* [What you need to do]:
Scan the entries that follow for the word "body", then report every line in which it appears.

++++ Records for this exercise

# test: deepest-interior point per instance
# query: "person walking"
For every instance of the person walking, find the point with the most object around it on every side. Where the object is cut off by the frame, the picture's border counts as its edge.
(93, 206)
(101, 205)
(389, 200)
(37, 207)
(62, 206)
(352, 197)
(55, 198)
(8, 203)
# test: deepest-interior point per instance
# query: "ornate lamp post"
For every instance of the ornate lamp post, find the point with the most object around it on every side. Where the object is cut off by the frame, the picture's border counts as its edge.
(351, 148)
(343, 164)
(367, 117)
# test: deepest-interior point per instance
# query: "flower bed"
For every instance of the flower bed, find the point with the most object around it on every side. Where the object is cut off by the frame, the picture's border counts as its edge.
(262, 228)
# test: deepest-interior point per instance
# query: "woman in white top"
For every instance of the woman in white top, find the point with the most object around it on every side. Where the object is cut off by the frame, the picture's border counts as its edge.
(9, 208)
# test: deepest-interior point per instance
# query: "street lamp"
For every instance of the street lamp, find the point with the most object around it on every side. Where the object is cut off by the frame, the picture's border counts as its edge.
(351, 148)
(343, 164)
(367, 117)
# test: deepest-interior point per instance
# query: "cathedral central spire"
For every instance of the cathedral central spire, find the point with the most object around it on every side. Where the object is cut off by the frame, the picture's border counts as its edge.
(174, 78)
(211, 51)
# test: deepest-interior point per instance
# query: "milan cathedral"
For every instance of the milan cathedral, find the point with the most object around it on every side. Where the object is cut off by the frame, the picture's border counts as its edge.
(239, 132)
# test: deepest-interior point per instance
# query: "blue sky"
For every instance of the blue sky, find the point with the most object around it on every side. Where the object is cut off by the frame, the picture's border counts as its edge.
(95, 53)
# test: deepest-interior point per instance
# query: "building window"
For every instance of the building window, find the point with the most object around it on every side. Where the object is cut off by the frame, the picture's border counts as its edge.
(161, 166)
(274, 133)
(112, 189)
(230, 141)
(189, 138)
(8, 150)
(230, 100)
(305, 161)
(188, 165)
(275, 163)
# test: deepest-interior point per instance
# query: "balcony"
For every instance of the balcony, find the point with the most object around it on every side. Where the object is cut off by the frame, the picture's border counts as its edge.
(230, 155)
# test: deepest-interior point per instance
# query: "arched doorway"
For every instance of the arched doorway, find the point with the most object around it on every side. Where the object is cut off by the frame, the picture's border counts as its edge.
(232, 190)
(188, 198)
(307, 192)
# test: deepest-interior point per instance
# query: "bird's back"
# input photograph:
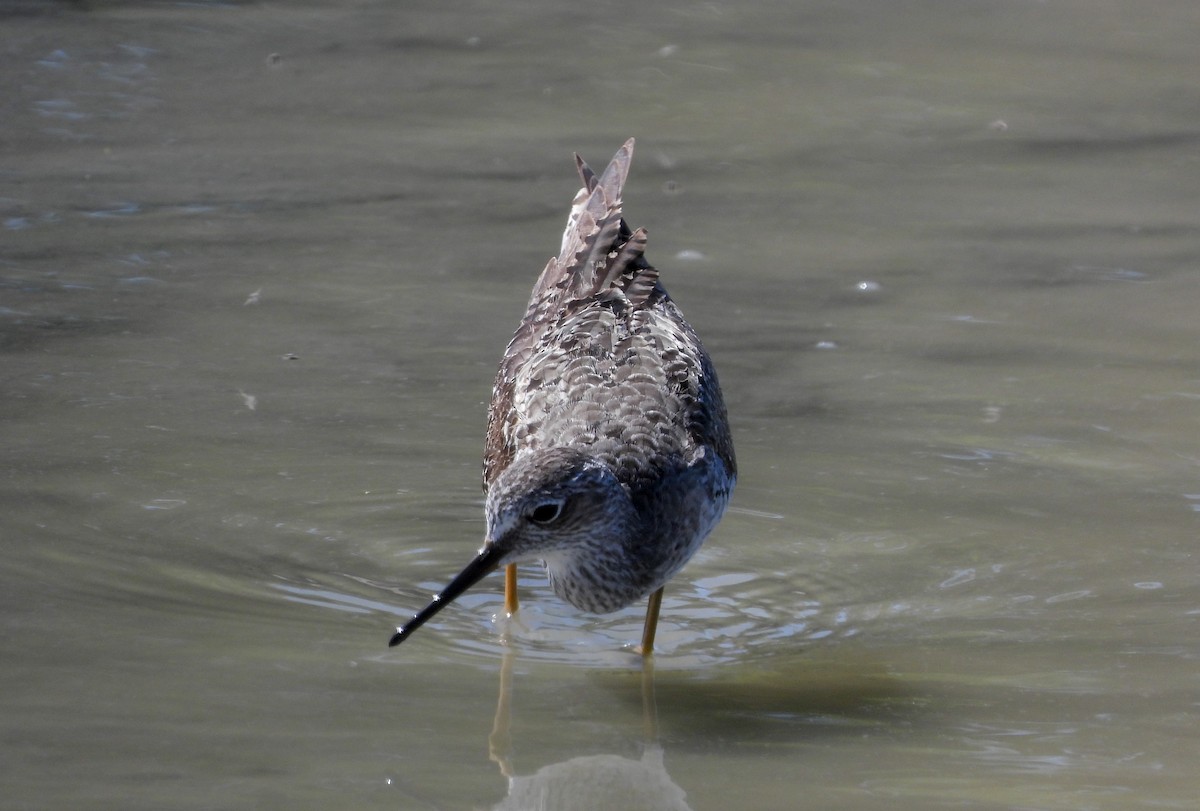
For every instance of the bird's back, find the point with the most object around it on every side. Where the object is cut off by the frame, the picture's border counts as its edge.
(603, 359)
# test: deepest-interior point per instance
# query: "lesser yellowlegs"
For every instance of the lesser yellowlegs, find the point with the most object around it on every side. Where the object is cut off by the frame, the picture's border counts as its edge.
(609, 454)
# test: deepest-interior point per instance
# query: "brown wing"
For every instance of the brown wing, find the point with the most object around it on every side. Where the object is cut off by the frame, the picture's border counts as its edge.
(592, 227)
(604, 358)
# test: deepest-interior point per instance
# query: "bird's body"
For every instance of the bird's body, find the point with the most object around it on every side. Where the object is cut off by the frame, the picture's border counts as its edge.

++++++++

* [Answer below]:
# query: "bird's body"
For every instance of the bird's body, find the point with the most object around it on every side. Where the object is cut off by the frame, the picture's border counts as its edge.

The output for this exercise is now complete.